Your goal: Copy every record word for word.

Data entries:

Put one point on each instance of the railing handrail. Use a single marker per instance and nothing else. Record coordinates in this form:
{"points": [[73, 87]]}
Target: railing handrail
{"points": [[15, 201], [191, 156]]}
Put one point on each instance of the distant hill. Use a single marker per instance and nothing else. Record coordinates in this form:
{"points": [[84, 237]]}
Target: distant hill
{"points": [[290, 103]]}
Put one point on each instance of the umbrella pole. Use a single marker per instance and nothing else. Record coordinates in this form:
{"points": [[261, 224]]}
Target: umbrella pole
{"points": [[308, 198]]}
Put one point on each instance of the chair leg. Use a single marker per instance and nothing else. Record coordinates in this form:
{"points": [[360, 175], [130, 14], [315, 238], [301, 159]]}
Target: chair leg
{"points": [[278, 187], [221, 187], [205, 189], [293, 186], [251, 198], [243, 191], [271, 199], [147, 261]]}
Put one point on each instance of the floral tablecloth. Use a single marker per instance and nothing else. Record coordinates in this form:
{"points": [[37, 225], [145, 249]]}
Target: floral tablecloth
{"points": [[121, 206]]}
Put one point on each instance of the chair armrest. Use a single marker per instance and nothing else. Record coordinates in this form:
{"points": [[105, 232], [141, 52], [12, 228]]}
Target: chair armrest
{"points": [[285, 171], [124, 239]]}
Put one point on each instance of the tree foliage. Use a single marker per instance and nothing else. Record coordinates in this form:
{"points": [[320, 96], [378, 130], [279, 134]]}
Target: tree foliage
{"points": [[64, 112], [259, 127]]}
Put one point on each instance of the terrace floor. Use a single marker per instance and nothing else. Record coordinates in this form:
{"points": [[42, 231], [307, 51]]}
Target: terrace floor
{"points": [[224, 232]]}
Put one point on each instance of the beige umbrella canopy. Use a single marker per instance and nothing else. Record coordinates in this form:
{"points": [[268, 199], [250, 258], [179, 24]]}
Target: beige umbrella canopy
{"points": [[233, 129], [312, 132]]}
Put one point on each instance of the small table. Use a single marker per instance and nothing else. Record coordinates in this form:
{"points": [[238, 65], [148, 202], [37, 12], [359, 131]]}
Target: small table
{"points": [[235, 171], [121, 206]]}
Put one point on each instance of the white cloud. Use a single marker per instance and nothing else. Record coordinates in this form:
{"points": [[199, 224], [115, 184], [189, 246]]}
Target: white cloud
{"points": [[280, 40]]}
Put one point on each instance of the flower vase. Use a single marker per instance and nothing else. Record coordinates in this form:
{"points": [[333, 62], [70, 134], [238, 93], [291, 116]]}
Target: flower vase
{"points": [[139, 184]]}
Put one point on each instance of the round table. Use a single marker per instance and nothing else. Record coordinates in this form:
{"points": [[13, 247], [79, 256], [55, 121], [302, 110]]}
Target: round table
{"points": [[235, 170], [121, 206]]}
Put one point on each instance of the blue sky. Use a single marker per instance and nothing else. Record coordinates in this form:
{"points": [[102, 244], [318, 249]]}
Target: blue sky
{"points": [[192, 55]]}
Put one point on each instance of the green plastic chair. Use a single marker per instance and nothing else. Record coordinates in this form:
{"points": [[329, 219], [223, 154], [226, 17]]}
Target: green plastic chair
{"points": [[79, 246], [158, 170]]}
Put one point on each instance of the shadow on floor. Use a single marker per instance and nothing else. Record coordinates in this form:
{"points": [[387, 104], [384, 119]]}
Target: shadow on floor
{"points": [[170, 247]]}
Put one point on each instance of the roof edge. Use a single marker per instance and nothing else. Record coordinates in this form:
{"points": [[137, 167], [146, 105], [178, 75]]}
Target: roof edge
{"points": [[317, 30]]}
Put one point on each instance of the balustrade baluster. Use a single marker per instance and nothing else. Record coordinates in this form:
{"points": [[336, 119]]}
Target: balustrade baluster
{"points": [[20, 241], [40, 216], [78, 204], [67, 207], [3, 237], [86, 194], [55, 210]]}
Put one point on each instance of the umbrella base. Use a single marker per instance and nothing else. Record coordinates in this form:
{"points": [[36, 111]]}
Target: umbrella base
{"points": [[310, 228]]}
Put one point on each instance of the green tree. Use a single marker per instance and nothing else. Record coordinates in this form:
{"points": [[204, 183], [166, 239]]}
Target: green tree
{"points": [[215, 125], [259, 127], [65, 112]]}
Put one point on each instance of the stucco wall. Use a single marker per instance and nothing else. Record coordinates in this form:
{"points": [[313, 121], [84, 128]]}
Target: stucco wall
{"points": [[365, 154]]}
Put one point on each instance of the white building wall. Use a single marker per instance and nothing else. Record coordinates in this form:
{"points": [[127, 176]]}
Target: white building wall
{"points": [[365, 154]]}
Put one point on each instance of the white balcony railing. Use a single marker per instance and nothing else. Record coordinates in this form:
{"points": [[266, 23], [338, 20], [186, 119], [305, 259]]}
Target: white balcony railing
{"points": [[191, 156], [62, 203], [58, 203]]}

Result for this task:
Put one point on each instance of the railing handrail. Use a single marker per instance and nothing else. Record coordinates in this form:
{"points": [[73, 87]]}
Target: railing handrail
{"points": [[15, 201], [191, 156]]}
Put one point on each instance of the distant hill. Use a single marker per instance and nothing else. Record coordinates in this form:
{"points": [[84, 237]]}
Target: distant hill
{"points": [[290, 103]]}
Put one point on each instance of the umbrella pole. Use a single marker per instance and nothing else. Record coordinates in this form:
{"points": [[261, 224]]}
Target: umbrella pole
{"points": [[308, 198]]}
Put one point on each instance of the chair leg. Use a single marker per instance and nothing else. Record coordinates in this form:
{"points": [[360, 175], [130, 14], [315, 238], [301, 159]]}
Target: chair leg
{"points": [[278, 187], [221, 187], [205, 189], [293, 186], [251, 198], [243, 191], [271, 199], [147, 261]]}
Put one point on each instance of the floral tablecloth. Use a single marker per instance and nothing else. Record coordinates in this form:
{"points": [[37, 225], [145, 249]]}
Target: floral tablecloth
{"points": [[121, 206]]}
Put one point on each instance of the chair armrest. Use a single marker per instance and nothing else. Record coordinates in this form:
{"points": [[105, 232], [141, 52], [12, 228]]}
Target: chair armrest
{"points": [[285, 171], [124, 239]]}
Put one point on each instance of the tree foliage. Use a single marker per instance and nothing else. Record coordinates in this form:
{"points": [[320, 96], [378, 130], [279, 134]]}
Target: tree foliage
{"points": [[64, 112], [259, 127]]}
Put one point on each instance of the terrace floor. Use a single marker per instance and nothing else. Record coordinates in this form:
{"points": [[42, 231], [307, 51]]}
Target: terrace floor
{"points": [[224, 232]]}
Put one point on each instance of the beige umbrella canopy. Use a single marker per instance and nothing else. Record coordinates in this form:
{"points": [[268, 199], [250, 258], [179, 24]]}
Target: beige umbrella canopy
{"points": [[233, 129], [312, 132]]}
Put one point on each instance of the small table. Use a single marker per instance and nothing else. Record coordinates in this form:
{"points": [[238, 65], [148, 202], [37, 12], [359, 131]]}
Target: small table
{"points": [[235, 171], [121, 206]]}
Put one point on each instance of the white cloud. Use a single marker per instance and nothing else. Record coordinates in this form:
{"points": [[199, 224], [115, 184], [189, 246]]}
Target: white cloud
{"points": [[280, 40]]}
Put one point on each instance of the flower vase. Use a single marker per instance and nothing else. Record coordinates in this form:
{"points": [[333, 62], [70, 134], [238, 93], [291, 116]]}
Target: flower vase
{"points": [[139, 184]]}
Put one point on each instance of the round table. Use a single marker per instance and nothing else. Record coordinates in this form:
{"points": [[13, 247], [79, 256], [55, 121], [302, 110]]}
Target: round table
{"points": [[235, 170], [121, 206]]}
Put one point on each instance of the blue sky. Use a single marker per instance and nothing else. Record coordinates in this form:
{"points": [[102, 244], [318, 249]]}
Target: blue sky
{"points": [[192, 55]]}
Put one point on each instance of the green plastic chair. Use a single marker per instance and nothing else. Record coordinates in this form:
{"points": [[329, 219], [223, 154], [226, 17]]}
Target: green plastic chair
{"points": [[79, 246], [158, 170]]}
Put one point on each instance of the shadow on floor. Use a single marker per instance and nothing else. Record coordinates in this form:
{"points": [[387, 104], [384, 119]]}
Target: shadow on floor
{"points": [[170, 247]]}
Put one point on each instance of the roof edge. Use a single marker per instance and nothing else. Record coordinates in this form:
{"points": [[137, 167], [146, 105], [178, 75]]}
Target: roof edge
{"points": [[317, 30]]}
Put one point on each instance of the balustrade baluster. Use a single marker per instance and nothing else. Record coordinates in this form:
{"points": [[336, 119]]}
Target: balustrade baluster
{"points": [[20, 241], [40, 216], [78, 204], [67, 207], [3, 237], [86, 194], [55, 210]]}
Put one point on each instance of the umbrella base. Use a single marker per instance and nothing else. Record coordinates in this form:
{"points": [[36, 111]]}
Target: umbrella base
{"points": [[310, 228]]}
Put one point on each instance of the green tree. Use a single marker per instance and nothing else. Record coordinates in this form:
{"points": [[204, 183], [166, 239]]}
Target: green tree
{"points": [[215, 125], [259, 127], [65, 112]]}
Put one point on each instance of the stucco wall. Use a single marker per instance and nothing else. Record coordinates in this form:
{"points": [[313, 121], [84, 128]]}
Target: stucco wall
{"points": [[365, 154]]}
Put one point on each instance of the white building wall. Use a single marker per instance and nothing else. Record coordinates in this form:
{"points": [[127, 176]]}
Target: white building wall
{"points": [[365, 154]]}
Put one point on each instance of the white balcony railing. Use a single marker per instance and nothing else. Record coordinates in this form:
{"points": [[266, 23], [338, 20], [186, 119], [305, 259]]}
Target: white balcony railing
{"points": [[191, 156], [62, 203], [58, 203]]}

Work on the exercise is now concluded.